■ **TEXT SECTION**

◇ ◇ ◇ ◇ ◇ ◇ ◇

I'm trying to come up with a database design, and I can't wrap my head around a proper setup. Given my requirements, I thought about TimescaleDB and Postgis, but I quickly hit some issues with continuous aggregates.
Inputs: batches of 10 million rows per day with a timestamp, a Person ID, and a Postgis location. Let's say this represents people at specific points in time.
Outputs: the centroid of the position of each person each day.
My initial solution was:
1 hypertable for the input
CREATE TABLE datapoints(
person_id char(40),
timestamp TIMESTAMPTZ NOT NULL,
location geometry(point, 4326)
);
SELECT create_hypertable('datapoints', 'timestamp', chunk_time_interval => INTERVAL '1 day');
1 continuous aggregate using ST_Centroid
CREATE VIEW daily_centroid WITH
(timescaledb.continuous, timescaledb.refresh_interval = '1 day')
AS
SELECT
person_id,
time_bucket(INTERVAL '1 day', timestamp) as date,
ST_Centroid(ST_Collect(location)) AS user_centroid
FROM datapoints
GROUP BY person_id, time_bucket(INTERVAL '1 day', timestamp);
However, doing this results in an error
ERROR: aggregates which are not parallelizable are not supported by continuous aggregate query
Am I incorrectly assessing TimescaleDB as a good fit for this? If this doesn't work, I'm thinking I will write some scripts:
- to create one table per day for the input
- to create one materialized view per day with just
(person_id, centroid)

◇ ◇ ◇ ◇ ◇ ◇ ◇

■ **ENTRIES SUPPLIED**
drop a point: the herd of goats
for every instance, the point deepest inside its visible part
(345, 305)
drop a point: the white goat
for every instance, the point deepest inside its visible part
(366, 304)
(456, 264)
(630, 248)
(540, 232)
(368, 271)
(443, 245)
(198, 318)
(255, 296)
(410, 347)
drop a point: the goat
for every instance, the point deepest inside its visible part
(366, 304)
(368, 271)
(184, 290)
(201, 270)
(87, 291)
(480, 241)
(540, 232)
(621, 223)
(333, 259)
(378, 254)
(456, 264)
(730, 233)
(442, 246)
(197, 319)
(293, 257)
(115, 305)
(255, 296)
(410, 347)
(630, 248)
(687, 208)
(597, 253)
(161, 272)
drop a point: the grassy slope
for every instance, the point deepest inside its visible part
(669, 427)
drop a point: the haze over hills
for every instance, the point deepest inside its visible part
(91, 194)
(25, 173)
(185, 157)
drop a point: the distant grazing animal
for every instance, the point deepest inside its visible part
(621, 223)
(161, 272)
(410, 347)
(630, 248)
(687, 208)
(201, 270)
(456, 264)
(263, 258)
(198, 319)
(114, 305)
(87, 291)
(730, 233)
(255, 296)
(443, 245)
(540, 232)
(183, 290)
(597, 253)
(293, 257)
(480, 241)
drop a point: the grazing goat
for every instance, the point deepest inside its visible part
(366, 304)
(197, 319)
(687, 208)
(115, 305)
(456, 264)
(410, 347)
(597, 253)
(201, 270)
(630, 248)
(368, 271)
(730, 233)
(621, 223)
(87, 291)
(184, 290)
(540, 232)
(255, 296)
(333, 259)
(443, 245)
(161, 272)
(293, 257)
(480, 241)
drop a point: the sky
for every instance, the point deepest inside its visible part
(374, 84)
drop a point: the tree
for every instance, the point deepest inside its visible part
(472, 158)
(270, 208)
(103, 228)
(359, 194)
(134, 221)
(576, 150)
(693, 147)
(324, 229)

◇ ◇ ◇ ◇ ◇ ◇ ◇

■ **STATED EXERCISE 1**
Check each statement against the TimescaleDB post above. Answer yes or no, and quote the words from the post that decide it.
(a) The input arrives in batches of 10 million rows per day.
(b) The hypertable is created with a chunk interval of one week.
(c) The continuous aggregate is set to refresh every hour.
■ **STATED EXERCISE 2**
In the TimescaleDB post above, what error message appears when the continuous aggregate is created?
■ **STATED EXERCISE 3**
Extend the TimescaleDB post above, starting right after its last line.

■ **EXERCISE ANSWER 1**
(a) Yes: "batches of 10 million rows per day"
(b) No: "chunk_time_interval => INTERVAL '1 day'"
(c) No: "timescaledb.refresh_interval = '1 day'"

■ **EXERCISE ANSWER 2**
ERROR: aggregates which are not parallelizable are not supported by continuous aggregate query

■ **EXERCISE ANSWER 3**
- to import data to the corresponding table
- to refresh the materialized views
This is similar to the approach above but both the table and the view have N versions, one for each day. I thought I would use TimescaleDB to avoid writing that automation and allowing it to scale to new requirements. e.g it's as easy as writing a view and I don't have to teach other people my automation system.
Would triggers be a better alternative to implement this automation transparently if this doesn't fit the TimescaleDB's scope?
Thanks!!